Written instruction> Extract every line of the material below that contains the string “curly”, copying each one in full.

A run of records
>> begin

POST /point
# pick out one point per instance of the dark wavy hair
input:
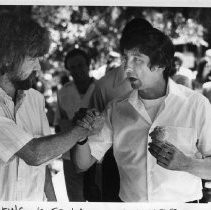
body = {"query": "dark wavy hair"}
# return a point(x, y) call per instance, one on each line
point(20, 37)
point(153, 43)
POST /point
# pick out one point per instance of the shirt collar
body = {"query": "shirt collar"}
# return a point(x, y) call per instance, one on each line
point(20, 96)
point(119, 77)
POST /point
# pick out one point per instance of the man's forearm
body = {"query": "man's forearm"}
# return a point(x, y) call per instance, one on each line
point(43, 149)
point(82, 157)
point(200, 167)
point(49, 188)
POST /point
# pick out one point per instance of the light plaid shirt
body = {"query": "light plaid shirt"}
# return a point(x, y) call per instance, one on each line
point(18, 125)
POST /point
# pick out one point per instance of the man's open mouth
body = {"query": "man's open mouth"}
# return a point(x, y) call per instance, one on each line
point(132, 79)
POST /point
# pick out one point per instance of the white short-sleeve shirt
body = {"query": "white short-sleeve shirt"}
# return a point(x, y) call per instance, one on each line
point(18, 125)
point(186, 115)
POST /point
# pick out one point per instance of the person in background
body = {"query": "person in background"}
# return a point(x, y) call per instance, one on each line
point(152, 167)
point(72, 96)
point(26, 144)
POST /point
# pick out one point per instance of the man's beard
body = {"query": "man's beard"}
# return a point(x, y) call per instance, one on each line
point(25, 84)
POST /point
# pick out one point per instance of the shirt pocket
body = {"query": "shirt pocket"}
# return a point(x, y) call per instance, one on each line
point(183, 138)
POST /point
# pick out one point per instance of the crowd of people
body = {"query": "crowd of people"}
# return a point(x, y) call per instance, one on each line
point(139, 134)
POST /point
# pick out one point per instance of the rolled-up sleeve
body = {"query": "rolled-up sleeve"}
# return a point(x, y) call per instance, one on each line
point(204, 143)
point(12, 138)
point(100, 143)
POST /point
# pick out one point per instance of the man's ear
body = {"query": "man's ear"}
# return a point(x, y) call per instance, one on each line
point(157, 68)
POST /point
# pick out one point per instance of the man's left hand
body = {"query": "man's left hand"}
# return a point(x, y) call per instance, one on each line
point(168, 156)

>> end
>> begin

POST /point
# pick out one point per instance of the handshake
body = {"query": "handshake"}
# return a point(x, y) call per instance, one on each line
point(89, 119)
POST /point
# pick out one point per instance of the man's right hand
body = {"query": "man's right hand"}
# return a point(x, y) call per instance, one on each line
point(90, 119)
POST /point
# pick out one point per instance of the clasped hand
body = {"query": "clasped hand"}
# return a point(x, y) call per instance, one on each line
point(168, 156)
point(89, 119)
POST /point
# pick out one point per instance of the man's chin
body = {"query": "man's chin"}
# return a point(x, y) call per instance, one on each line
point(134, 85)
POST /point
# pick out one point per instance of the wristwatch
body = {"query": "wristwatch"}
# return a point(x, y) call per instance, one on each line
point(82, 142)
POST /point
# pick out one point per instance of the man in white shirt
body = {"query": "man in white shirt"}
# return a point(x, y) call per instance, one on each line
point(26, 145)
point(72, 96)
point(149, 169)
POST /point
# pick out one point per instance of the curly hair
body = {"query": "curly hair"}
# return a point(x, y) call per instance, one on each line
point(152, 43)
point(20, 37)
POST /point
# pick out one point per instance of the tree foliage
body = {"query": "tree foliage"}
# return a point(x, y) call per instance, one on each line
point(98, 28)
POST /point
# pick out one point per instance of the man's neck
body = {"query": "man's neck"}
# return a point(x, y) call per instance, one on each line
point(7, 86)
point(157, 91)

>> end
>> begin

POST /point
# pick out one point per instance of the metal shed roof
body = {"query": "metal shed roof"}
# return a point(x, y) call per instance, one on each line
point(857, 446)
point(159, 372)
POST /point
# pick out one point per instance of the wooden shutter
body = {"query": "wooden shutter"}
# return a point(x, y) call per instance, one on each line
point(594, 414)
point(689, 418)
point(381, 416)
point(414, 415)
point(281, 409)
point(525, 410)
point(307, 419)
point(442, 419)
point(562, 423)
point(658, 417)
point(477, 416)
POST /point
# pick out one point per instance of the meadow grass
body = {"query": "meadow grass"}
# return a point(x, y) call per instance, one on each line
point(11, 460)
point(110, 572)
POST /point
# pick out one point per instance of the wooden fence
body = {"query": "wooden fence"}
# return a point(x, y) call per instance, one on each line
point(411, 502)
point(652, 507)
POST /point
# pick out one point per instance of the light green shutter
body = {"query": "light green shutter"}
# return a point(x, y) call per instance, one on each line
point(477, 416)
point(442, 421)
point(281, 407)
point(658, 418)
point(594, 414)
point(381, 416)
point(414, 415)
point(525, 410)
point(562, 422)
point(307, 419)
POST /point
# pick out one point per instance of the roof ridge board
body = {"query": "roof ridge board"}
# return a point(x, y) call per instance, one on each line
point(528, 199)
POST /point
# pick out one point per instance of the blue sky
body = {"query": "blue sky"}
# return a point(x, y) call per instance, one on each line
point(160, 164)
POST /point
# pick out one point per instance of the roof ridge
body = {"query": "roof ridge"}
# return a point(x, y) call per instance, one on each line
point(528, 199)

>> end

Reply>
# pick out one point per instance of the curly hair
body = {"query": "curly hair"}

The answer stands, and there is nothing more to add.